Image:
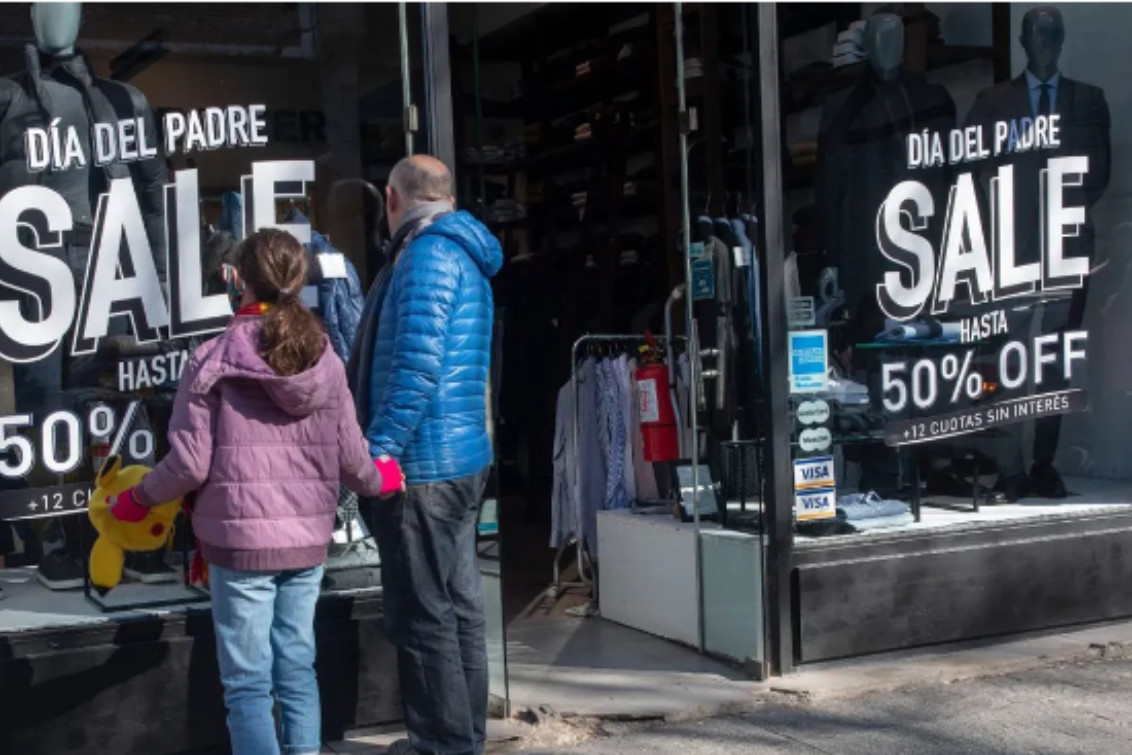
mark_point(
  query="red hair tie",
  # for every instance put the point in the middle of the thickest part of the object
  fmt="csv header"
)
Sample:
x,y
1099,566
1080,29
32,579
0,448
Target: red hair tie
x,y
254,310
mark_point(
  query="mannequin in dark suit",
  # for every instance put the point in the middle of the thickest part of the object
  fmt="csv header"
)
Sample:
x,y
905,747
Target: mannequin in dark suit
x,y
862,155
1085,131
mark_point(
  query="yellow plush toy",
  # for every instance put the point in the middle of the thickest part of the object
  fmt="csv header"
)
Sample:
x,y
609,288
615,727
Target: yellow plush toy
x,y
117,537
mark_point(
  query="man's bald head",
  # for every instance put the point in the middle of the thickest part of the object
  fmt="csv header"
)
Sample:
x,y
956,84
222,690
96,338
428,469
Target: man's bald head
x,y
416,180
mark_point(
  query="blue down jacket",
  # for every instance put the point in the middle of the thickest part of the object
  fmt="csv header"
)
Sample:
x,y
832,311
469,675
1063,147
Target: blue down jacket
x,y
428,384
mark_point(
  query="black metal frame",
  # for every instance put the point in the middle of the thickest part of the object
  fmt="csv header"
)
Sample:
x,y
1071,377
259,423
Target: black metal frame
x,y
438,84
779,525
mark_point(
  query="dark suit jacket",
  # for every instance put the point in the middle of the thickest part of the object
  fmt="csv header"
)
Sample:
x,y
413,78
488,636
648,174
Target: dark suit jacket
x,y
1085,130
862,155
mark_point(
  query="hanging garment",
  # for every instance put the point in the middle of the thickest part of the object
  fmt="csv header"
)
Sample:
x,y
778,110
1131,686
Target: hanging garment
x,y
611,435
751,279
627,395
564,512
590,466
231,214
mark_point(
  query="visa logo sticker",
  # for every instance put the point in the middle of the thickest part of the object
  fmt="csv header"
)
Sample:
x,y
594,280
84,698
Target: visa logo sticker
x,y
815,505
813,473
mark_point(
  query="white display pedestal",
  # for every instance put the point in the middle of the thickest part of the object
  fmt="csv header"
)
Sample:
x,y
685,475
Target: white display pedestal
x,y
646,576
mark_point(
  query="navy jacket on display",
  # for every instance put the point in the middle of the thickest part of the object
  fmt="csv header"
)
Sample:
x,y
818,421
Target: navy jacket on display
x,y
428,383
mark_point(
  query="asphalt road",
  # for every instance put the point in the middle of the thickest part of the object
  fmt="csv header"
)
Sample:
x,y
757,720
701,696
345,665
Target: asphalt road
x,y
1080,708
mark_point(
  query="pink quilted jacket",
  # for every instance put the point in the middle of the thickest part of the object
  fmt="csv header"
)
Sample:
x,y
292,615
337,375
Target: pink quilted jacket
x,y
265,453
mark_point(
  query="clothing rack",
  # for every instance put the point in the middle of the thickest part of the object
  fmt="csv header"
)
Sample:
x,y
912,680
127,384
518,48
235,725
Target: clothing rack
┄┄┄┄┄┄┄┄┄┄
# Exercise:
Each entry gets copied exactly; the pictures stay out.

# Exercise result:
Image:
mark_point(
  query="red hair tie",
  # for every instance put the point in the middle of the thickest part of the object
  fmt="csv header"
)
Sample:
x,y
1099,566
1080,29
32,579
0,448
Target: red hair tie
x,y
254,310
mark_point(
  query="mannequin in dark suit",
  # for every instance put the point in the middle of the thickest part of the object
  fmt="csv header"
)
Sample:
x,y
905,747
Target: mannequin in dark suit
x,y
862,155
1085,131
mark_point(
  query="yellow plush toy",
  # for every instance put the point in the middle of the thickest part of the object
  fmt="csv header"
)
Sample:
x,y
609,288
615,727
Target: yellow plush toy
x,y
117,537
mark_point(
  query="man's bald head",
  # for every instance put the point in the middle of the thickest part of the object
  fmt="csv header"
)
Sample:
x,y
956,84
222,690
96,338
428,469
Target: man's bald head
x,y
416,180
mark_point(
  query="blue down jacket",
  # for every instance put the point in the middle of the thickest part of the object
  fmt="csv header"
)
Sample:
x,y
832,311
469,675
1063,147
Target: blue down jacket
x,y
428,384
mark_point(
  query="black metal frame",
  # for every instance put the point in the middle of the thickest part of the object
  fmt="csv header"
)
Sample:
x,y
1071,377
259,423
Target: black metal frame
x,y
438,84
779,525
mark_point(
  query="dark suit jacket",
  # for every instance put the point in the middle of the thickest part of the object
  fmt="csv header"
)
Sample:
x,y
413,78
488,636
648,174
Target: dark suit jacket
x,y
1085,130
862,155
mark_point(
  query="hanging garment",
  # for every instance put the point in the middle of the thickest part of the object
  fmt="csv header"
)
Sample:
x,y
778,110
1131,686
Target: hanging garment
x,y
611,435
751,279
627,395
564,512
590,466
231,214
mark_point(
  query="visa logo sticker",
  # for every instance put the point in the middle of the thickest part of the object
  fmt="csv header"
)
Sample:
x,y
594,280
84,698
Target: visa logo sticker
x,y
815,505
813,473
mark_point(
  query="white display pedestal",
  # for every instance put the point in the middle of the thickest part of the object
  fmt="csv header"
)
Sample:
x,y
685,475
Target: white display pedestal
x,y
646,576
mark_point(
  query="navy jacket on display",
  # for every instance put the point in the middle of the thickest part of the object
  fmt="csv header"
)
Sample:
x,y
818,421
Target: navy jacket on display
x,y
428,383
mark_point(
  query="asphalt road",
  # for every instance put the point in the middle of the thickest part of the object
  fmt="csv header"
)
Sample:
x,y
757,720
701,696
345,665
Target: asphalt road
x,y
1080,708
mark_point(
  query="pink quilted jacket",
  # for every instance put the point in the middle of the thickest part of the object
  fmt="csv header"
)
Sample:
x,y
292,615
337,375
Target: pink quilted jacket
x,y
265,453
mark_point(
  query="clothing rack",
  # for every instance put the point in the middle of the thickest part of the object
  fmt="csv header"
)
Sample:
x,y
912,680
127,384
518,48
235,725
Target: clothing rack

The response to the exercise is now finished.